> [WHAT THE TASK ASKS] Please write out the material from its beginning through the line containing "198, 823, 245]]", substituting "website refresh" for each "product catalog update" and leaving everything else unchanged.

** start **

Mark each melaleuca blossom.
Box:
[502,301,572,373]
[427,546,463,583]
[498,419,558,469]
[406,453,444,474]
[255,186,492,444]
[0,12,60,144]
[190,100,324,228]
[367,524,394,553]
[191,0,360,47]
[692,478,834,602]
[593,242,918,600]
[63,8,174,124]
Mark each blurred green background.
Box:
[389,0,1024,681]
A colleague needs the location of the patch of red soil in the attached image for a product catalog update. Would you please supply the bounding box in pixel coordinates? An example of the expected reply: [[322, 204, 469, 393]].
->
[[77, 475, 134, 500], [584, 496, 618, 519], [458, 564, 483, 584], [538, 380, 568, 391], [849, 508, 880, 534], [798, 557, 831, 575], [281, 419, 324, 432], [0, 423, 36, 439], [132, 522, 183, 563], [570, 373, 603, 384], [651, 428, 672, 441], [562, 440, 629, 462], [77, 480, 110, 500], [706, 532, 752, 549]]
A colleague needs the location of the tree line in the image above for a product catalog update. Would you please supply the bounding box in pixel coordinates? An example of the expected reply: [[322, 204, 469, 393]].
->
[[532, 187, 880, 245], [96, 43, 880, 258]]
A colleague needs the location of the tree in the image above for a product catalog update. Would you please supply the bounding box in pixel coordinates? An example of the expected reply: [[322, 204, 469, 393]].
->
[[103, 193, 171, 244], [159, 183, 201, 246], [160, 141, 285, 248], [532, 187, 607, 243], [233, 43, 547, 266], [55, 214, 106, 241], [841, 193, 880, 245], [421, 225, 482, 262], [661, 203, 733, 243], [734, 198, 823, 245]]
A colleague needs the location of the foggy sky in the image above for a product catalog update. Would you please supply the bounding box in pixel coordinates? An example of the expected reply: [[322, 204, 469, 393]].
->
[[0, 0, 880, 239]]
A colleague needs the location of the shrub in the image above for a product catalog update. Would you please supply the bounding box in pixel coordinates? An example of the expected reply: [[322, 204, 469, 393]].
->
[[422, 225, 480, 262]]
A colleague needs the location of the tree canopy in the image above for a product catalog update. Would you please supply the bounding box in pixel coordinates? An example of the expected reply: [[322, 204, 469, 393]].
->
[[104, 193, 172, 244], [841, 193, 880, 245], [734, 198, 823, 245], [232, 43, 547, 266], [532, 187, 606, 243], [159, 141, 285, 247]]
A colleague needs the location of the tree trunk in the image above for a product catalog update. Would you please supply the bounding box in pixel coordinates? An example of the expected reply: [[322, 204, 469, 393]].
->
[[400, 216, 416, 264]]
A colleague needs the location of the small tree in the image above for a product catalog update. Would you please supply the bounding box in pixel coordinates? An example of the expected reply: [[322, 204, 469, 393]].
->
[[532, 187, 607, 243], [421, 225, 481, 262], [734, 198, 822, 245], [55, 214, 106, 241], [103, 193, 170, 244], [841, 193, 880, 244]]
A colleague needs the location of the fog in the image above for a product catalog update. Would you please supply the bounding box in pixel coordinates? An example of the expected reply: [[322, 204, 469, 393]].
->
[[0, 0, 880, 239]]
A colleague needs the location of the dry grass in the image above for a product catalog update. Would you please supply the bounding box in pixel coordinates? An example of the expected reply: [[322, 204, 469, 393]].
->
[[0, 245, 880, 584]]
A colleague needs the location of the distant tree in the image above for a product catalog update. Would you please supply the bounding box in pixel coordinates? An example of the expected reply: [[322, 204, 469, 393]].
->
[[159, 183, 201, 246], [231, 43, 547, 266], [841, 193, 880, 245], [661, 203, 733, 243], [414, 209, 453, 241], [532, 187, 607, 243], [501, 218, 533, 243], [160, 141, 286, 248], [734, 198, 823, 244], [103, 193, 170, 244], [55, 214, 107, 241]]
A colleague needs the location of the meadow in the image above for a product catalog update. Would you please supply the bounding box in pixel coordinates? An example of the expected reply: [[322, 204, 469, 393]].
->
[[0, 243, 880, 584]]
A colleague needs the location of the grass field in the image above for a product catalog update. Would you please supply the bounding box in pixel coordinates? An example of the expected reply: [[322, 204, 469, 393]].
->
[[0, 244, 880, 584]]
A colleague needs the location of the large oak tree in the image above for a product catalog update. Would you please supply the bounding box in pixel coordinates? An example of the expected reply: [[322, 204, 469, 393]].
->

** end **

> [RESPONSE FOR THIS EXERCISE]
Mark each melaleuca blossom.
Box:
[502,301,572,373]
[427,546,463,583]
[498,419,558,469]
[406,453,444,474]
[255,186,492,444]
[0,12,60,144]
[190,100,324,228]
[367,524,394,553]
[191,0,360,47]
[692,478,834,602]
[593,242,918,600]
[63,8,174,124]
Mark each blurred green background.
Box:
[389,0,1024,681]
A colleague needs the location of the patch of red soil in the attached image for a website refresh. Would you please supply the bounding box in pixel coordinates? An example of the expected reply: [[322, 204, 469, 393]].
->
[[77, 475, 134, 500], [584, 496, 618, 519], [458, 564, 483, 584], [538, 380, 568, 391], [849, 508, 880, 534], [798, 557, 831, 575], [281, 419, 324, 432], [0, 423, 36, 439], [132, 522, 183, 563], [570, 373, 603, 384], [651, 428, 672, 441], [562, 440, 629, 462], [77, 480, 110, 500], [706, 532, 752, 549]]
A colleague needs the location of the tree line in the image above for a website refresh. Would you please supply the bounding box in pixel coordinates? An example of the expected reply: [[322, 204, 469, 393]].
->
[[532, 187, 880, 245], [96, 43, 880, 258]]
A colleague needs the location of the tree in the image above for a website refresh. Would you please supply the bounding box in pixel coordinates? An example of the expected reply: [[322, 204, 469, 393]].
->
[[103, 193, 171, 244], [159, 183, 201, 246], [160, 141, 285, 248], [532, 187, 607, 243], [233, 43, 547, 266], [55, 214, 106, 241], [841, 193, 880, 245], [421, 225, 482, 262], [661, 203, 733, 243], [734, 198, 823, 245]]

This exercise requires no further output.